READING TEXT.
——
When Jones graduated from Vigor High School six years ago, he was rated among the top athletes in the state. Of course he played quarterback back then, and right now he begins spring drills as essentially a man without a position. But that challenge doesn't bother Jones.
"That's a problem that everybody faces," Jones told BamaMag.com in a recent interview. "I'm not certain where I'll play. I want to play receiver, but if it means safety, that's fine. Anywhere I can fit in to help the team win."
As a prep senior Jones led his team to a 9-2 record, rushing for more than 700 yards and passing for 600+ more. He and fellow Tide signee Tyler Watts found themselves matched in a playoff shootout that year in which Jones rushed for 228 yards and passed for 100.
Jones stands between 6-1 and 6-2 and after six years of playing Minor League Baseball is a solidly built 215 pounds. That size has some fans thinking "strong safety."
"I never played defense," Jones pointed out. "Tackling involves technique. You can get hurt making a tackle. I'm an offensive type guy. I'd prefer sticking to offense, but wherever (the coaches) need help I'm going to help."
——
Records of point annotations
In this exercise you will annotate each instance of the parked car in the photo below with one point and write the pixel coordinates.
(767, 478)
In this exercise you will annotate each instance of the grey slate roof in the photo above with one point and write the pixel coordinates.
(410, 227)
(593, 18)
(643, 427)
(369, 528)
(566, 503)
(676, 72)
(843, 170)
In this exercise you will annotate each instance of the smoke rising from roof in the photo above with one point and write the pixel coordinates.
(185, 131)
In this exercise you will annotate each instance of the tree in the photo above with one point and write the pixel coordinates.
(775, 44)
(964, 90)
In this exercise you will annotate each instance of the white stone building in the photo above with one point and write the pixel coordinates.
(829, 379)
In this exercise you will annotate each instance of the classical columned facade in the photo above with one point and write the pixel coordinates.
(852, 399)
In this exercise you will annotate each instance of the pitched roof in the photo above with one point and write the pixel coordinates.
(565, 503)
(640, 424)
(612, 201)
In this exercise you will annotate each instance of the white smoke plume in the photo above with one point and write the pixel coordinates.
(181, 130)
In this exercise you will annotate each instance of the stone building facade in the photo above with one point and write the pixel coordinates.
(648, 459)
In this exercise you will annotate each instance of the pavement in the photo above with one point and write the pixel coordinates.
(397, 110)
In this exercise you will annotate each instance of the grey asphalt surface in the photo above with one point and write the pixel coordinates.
——
STATED PROBLEM. From the article about Jones, return the passage that opens with the words "When Jones graduated" and closes with "doesn't bother Jones.", copied word for word. Rely on the article about Jones and nothing else.

EXERCISE RESPONSE.
When Jones graduated from Vigor High School six years ago, he was rated among the top athletes in the state. Of course he played quarterback back then, and right now he begins spring drills as essentially a man without a position. But that challenge doesn't bother Jones.